── Texte présenté

Chronique littéraire : Les nouveaux fait-diversiers

Lire, livre, lecture. Photo : Olivier SCHLAMA

Chaque mois, le Sétois Alain Rollat propose un rendez-vous littéraire, le Marque-Page. Cet éminent journaliste, qui fut directeur-adjoint du Monde, nous fait découvrir les livres d’auteurs régionaux issus de maisons d’éditions d’Occitanie et d’ailleurs. C’est au tour de Valérie Igounet, Guy Le Besnerais et Aurel, Laura Kotelnikoff-Béart, Antoine Aubry.

La symbolique du crayon

Il y a longtemps que Valérie Igounet combat l’obscurantisme. Cette historienne, qui vit en Occitanie, est même devenue, en vingt-cinq ans, l’une de ces références intellectuelles dont les recherches et les écrits aident les professionnels de l’information à décrypter les faits qu’ils rapportent à leurs contemporains. Les événements qui ont marqué l’actualité française au cours de ces cinquante dernières années l’ont amenée à se consacrer à plusieurs sujets lourds qui font d’elle, désormais, une source de documentation incontournable.

Réflexions sur l’assassinat de Samuel Paty

Et ce, dès qu’il s’agit, par exemple, d’expliquer le négationnisme, ce travail de faussaire niant l’existence des chambres à gaz utilisées par les nazis pour exterminer les juifs,  ou de mieux comprendre l’implantation de l’extrême droite dans notre pays, ou encore de dénoncer le complotisme, ce culte de la manipulation prospérant sur le terreau de l’ignorance. Elle siège d’ailleurs, depuis 2019, au conseil scientifique de la Délégation interministérielle à la lutte contre le racisme, l’antisémitisme et la haine anti LGBT.

────
── Extraits de données

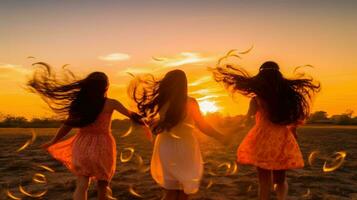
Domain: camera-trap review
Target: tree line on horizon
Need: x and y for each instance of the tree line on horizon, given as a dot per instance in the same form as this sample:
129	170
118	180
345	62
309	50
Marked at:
318	117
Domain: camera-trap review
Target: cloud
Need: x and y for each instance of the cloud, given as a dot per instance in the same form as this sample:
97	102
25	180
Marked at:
115	57
200	81
10	70
183	58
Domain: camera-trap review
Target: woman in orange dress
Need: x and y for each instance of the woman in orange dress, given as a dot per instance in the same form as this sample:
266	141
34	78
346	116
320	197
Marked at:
91	153
279	106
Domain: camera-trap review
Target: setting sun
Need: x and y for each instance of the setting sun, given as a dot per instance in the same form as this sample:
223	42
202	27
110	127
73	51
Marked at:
208	106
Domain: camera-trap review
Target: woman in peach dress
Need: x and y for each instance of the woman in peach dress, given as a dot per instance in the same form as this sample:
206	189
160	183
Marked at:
279	105
91	153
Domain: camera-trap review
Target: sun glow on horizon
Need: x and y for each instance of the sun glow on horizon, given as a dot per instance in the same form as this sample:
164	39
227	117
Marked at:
208	107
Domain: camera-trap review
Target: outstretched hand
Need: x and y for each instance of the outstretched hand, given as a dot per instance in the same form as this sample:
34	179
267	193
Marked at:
46	145
137	118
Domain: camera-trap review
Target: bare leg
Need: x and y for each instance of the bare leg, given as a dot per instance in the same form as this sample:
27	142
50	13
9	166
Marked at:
171	195
81	188
279	178
264	183
102	190
182	195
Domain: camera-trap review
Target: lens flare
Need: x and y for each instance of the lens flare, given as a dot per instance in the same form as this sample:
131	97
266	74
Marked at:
336	163
133	192
38	195
250	187
12	196
246	51
28	142
39	178
312	157
307	194
128	132
126	158
275	186
234	169
45	168
209	184
175	136
110	194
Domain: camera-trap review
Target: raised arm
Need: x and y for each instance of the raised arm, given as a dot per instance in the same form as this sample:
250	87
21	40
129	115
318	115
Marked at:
202	124
130	114
252	110
62	131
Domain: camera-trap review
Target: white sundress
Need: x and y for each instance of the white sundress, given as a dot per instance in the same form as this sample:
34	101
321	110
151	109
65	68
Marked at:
176	162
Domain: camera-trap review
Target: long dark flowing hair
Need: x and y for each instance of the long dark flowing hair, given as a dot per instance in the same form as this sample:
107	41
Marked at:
286	101
79	101
150	95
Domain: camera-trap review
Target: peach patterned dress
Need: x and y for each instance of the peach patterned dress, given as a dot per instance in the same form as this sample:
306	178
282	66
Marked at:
91	152
270	146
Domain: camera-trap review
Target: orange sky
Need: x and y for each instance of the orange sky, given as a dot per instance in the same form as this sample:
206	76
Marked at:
119	38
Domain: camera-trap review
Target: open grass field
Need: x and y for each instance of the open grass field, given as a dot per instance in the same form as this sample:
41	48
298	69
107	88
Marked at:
18	168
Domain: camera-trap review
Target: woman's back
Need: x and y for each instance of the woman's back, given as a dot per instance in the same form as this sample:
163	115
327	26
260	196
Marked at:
102	125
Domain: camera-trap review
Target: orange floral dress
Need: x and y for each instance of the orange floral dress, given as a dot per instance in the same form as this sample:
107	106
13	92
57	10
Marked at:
270	146
91	152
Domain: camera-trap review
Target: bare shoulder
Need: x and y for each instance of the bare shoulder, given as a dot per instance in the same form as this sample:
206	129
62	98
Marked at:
112	103
192	103
191	100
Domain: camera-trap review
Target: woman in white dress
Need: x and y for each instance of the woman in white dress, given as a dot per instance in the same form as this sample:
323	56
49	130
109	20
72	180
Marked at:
176	163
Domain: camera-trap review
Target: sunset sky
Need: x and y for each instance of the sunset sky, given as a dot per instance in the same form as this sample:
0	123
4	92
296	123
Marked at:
157	36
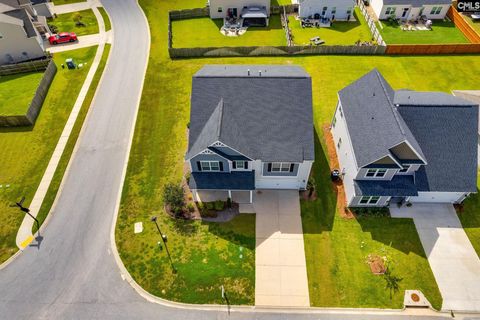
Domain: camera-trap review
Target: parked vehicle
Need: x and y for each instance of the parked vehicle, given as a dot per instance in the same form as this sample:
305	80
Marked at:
62	37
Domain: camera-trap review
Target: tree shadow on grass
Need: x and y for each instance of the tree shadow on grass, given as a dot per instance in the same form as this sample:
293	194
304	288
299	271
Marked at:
398	233
318	215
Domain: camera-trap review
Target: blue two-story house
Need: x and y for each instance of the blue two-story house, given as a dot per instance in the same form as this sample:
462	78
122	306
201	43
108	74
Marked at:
404	146
251	128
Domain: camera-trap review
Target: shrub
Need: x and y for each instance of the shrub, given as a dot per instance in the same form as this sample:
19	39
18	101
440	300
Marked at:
219	205
174	197
209	205
229	202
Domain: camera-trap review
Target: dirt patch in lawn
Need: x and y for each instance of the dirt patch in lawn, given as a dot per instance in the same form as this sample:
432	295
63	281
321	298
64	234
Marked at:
377	264
338	187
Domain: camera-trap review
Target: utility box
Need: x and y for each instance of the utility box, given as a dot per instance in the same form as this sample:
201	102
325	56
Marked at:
70	63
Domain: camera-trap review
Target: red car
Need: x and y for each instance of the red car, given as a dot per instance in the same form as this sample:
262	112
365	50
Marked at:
62	37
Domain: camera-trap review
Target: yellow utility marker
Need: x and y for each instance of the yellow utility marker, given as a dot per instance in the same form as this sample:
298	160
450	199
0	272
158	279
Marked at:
25	243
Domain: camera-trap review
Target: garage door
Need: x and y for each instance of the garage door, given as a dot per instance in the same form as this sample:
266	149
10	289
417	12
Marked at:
437	197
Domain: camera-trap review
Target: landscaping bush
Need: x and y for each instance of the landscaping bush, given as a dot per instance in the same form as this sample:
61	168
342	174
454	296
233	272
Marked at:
219	205
370	212
174	197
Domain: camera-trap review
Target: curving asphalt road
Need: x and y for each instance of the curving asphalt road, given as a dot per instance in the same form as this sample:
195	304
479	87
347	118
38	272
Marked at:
73	274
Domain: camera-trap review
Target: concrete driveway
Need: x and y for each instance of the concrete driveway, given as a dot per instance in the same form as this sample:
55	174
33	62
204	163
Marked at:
281	274
454	262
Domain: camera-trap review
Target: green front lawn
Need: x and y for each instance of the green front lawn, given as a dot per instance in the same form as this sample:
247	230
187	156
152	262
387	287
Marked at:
27	151
65	23
336	250
205	32
158	151
443	32
340	33
474	23
17	91
470	218
60	2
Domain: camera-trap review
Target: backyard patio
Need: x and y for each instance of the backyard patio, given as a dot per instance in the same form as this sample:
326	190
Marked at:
440	32
212	35
339	33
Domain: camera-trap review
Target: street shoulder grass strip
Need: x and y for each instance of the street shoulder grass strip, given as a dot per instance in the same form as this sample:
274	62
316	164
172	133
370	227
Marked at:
72	140
106	19
26	151
469	216
17	91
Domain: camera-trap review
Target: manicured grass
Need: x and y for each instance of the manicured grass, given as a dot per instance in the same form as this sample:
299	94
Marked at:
474	23
60	2
470	218
17	91
159	146
27	150
62	165
443	32
65	23
106	19
336	251
340	33
205	32
206	256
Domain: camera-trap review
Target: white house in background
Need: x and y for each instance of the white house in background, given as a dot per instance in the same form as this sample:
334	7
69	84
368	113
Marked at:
20	32
410	9
251	127
330	9
253	12
404	146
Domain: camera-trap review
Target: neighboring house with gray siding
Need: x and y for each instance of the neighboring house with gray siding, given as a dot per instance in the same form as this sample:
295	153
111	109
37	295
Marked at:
410	9
21	29
251	127
404	146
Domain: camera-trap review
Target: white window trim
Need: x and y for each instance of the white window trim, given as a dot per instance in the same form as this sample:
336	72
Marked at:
370	200
209	165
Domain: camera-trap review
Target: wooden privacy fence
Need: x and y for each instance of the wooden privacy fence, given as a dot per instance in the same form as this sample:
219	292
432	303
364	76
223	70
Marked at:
371	24
22	67
463	25
30	117
426	49
274	51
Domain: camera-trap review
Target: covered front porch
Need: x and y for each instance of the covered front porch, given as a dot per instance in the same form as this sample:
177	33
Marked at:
209	187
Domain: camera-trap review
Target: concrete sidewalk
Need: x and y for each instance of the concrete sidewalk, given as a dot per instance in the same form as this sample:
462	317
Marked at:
280	267
453	260
24	234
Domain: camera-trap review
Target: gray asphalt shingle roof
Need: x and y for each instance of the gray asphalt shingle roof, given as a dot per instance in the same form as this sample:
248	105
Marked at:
399	186
448	136
222	181
267	116
367	103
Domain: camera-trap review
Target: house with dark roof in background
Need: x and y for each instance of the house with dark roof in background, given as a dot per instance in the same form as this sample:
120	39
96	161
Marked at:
410	9
404	146
251	128
21	30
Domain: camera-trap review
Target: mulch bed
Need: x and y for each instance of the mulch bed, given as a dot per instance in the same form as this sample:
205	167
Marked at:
334	164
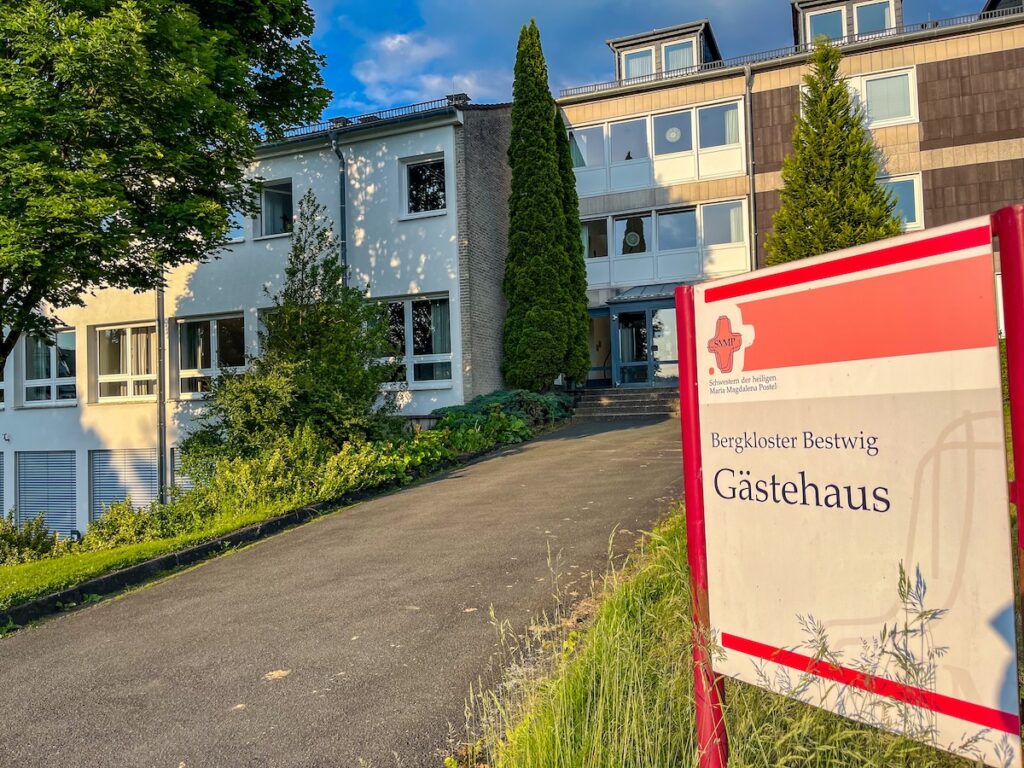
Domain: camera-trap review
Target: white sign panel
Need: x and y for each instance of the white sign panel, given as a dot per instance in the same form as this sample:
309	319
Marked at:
855	487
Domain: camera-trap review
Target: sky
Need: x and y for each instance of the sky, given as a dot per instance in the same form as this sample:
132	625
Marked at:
386	52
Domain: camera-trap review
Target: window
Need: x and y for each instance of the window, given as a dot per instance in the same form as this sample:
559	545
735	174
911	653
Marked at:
633	235
425	188
587	146
236	226
126	361
719	125
595	238
44	484
427	322
206	347
674	132
677	230
677	55
871	18
49	369
275	212
638	64
888	98
905	193
723	223
830	24
629	140
118	475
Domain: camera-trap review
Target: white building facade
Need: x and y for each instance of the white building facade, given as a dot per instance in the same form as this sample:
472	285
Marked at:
96	417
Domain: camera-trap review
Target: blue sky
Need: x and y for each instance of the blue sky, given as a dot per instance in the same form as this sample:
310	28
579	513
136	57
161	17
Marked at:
386	52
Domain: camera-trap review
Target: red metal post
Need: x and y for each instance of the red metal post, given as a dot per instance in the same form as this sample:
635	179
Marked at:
709	689
1009	225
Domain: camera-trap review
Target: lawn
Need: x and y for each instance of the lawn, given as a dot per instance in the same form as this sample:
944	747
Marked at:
620	694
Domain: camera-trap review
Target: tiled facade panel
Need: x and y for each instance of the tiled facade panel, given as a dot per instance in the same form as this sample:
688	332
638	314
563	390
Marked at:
972	99
962	193
774	114
767	204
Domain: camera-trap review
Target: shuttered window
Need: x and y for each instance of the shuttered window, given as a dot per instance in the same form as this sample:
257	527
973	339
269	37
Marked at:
180	478
117	475
45	484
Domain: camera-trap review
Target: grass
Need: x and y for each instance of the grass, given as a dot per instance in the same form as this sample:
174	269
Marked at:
26	582
620	694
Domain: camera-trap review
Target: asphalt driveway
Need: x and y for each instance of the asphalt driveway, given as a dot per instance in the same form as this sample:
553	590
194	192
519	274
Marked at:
348	641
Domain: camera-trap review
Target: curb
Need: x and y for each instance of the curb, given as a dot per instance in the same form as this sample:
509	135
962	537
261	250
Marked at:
132	576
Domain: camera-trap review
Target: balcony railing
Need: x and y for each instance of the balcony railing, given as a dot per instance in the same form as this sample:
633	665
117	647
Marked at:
456	99
793	50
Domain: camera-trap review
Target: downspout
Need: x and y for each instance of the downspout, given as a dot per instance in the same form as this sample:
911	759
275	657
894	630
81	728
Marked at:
342	214
749	108
161	396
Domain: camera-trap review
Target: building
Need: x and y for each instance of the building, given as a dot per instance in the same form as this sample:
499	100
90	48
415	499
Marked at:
419	195
678	159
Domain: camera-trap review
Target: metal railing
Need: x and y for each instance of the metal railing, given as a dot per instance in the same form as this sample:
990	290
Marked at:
793	50
456	99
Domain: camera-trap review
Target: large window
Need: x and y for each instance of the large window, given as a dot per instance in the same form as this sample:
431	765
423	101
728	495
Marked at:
587	146
595	238
629	140
126	361
829	24
906	192
888	98
677	230
425	186
633	235
206	347
276	210
49	369
872	17
638	64
674	132
427	324
719	125
677	55
723	223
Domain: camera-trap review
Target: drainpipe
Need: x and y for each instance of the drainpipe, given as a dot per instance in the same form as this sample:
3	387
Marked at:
749	108
342	225
161	397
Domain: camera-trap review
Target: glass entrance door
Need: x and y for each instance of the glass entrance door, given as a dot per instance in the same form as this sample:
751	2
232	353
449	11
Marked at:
646	352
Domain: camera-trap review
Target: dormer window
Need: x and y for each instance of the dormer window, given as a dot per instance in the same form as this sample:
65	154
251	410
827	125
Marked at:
677	55
872	17
829	24
638	64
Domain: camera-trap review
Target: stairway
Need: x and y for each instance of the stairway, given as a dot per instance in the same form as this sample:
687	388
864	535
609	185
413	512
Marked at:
627	404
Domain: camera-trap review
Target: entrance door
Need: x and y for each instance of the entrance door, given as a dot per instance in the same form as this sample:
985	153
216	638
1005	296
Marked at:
646	346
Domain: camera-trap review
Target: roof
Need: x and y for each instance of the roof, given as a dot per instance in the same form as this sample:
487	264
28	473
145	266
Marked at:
701	26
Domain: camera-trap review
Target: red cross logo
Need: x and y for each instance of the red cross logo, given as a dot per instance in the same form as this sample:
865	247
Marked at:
724	344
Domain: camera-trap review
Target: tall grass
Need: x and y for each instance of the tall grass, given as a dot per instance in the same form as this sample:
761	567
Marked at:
621	694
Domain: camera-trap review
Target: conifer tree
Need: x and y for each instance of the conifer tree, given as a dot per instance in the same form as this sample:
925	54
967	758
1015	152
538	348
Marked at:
537	328
577	365
830	195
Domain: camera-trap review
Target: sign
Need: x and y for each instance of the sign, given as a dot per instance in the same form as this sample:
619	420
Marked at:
854	486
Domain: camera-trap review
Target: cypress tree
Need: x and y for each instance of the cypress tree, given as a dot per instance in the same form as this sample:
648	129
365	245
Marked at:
577	365
830	195
536	327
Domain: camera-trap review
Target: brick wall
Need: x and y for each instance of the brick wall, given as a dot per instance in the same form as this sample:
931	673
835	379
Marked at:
972	99
483	182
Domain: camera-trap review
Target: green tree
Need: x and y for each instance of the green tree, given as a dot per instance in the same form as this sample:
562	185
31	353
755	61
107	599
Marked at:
323	357
577	364
537	327
830	195
126	126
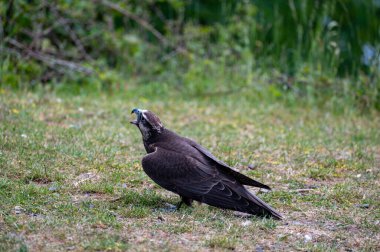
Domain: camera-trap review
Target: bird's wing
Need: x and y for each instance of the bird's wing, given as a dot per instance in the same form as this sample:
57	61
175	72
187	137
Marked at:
192	179
227	169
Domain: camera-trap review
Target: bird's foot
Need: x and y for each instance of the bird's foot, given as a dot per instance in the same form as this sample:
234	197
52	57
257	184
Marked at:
169	208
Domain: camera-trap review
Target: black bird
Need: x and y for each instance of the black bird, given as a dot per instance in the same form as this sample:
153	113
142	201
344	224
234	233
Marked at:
184	167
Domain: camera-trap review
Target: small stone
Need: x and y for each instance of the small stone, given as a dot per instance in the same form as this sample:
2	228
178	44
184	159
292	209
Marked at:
18	209
252	166
259	249
308	238
246	223
53	188
362	205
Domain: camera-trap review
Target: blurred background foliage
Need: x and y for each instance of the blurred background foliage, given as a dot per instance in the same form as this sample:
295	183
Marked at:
285	49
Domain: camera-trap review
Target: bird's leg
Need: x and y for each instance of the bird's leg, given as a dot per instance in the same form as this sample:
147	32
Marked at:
179	204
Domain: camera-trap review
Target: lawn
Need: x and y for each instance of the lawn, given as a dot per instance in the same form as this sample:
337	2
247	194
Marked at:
71	177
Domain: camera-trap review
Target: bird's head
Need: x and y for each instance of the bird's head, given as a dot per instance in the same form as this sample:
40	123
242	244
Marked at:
148	123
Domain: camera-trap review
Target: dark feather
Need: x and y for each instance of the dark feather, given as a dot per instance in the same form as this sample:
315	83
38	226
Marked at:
184	167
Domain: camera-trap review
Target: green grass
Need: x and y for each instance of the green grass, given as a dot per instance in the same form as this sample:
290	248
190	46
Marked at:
70	174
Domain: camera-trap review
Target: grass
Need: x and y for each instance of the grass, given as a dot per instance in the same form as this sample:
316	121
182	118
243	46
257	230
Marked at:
71	179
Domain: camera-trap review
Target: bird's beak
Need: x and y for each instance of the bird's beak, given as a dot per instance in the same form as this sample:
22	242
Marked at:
138	114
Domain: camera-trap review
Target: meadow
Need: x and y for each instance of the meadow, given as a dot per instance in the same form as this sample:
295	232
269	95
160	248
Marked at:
71	177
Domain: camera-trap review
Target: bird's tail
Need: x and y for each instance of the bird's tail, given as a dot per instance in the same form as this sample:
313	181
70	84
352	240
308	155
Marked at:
259	207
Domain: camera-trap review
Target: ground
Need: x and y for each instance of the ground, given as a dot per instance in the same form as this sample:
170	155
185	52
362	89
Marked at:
71	177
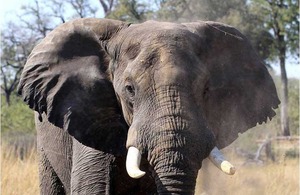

────

Consigne 1 | Recopiez le passage de la chronique littéraire qui va de « Lire, livre, lecture. » jusqu'à « Kotelnikoff-Béart, Antoine Aubry. » inclus.
Consigne 2 | D'après la chronique littéraire, pourquoi Valérie Igounet est-elle devenue une source de documentation incontournable ? Répondez en une à trois phrases.
Consigne 3 | Selon la chronique littéraire, quel poste Alain Rollat a-t-il occupé au Monde ?

Réponse rédigée 1 |
Lire, livre, lecture. Photo : Olivier SCHLAMA

Chaque mois, le Sétois Alain Rollat propose un rendez-vous littéraire, le Marque-Page. Cet éminent journaliste, qui fut directeur-adjoint du Monde, nous fait découvrir les livres d’auteurs régionaux issus de maisons d’éditions d’Occitanie et d’ailleurs. C’est au tour de Valérie Igounet, Guy Le Besnerais et Aurel, Laura Kotelnikoff-Béart, Antoine Aubry.

Réponse rédigée 2 | Les événements qui ont marqué l'actualité française au cours des cinquante dernières années l'ont amenée à se consacrer à plusieurs sujets lourds. Ce sont ces sujets qui font d'elle, désormais, une source de documentation incontournable.

Réponse rédigée 3 | Il en fut le directeur-adjoint.